- **Exercise task**: Retype the rows below word for word, starting at the line that contains "Expected output, for every instance of the clear" and stopping after the final row.

- **Data lines**:

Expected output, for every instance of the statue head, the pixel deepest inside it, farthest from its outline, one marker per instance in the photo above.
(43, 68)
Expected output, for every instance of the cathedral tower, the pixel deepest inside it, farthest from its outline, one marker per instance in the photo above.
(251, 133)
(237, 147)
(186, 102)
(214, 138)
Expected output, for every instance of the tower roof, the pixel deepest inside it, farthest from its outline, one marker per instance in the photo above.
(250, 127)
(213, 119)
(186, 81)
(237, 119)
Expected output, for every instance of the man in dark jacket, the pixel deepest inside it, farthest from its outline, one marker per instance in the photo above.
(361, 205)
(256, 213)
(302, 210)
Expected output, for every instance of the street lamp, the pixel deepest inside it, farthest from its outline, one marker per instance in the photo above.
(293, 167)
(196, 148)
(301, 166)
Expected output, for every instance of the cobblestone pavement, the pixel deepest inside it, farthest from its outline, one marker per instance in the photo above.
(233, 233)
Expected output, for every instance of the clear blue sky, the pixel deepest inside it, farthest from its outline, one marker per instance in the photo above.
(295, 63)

- **Output**:
Expected output, for every instance of the clear blue sky, the pixel deepest inside it, farthest from its outline, one marker per instance in the photo above.
(295, 63)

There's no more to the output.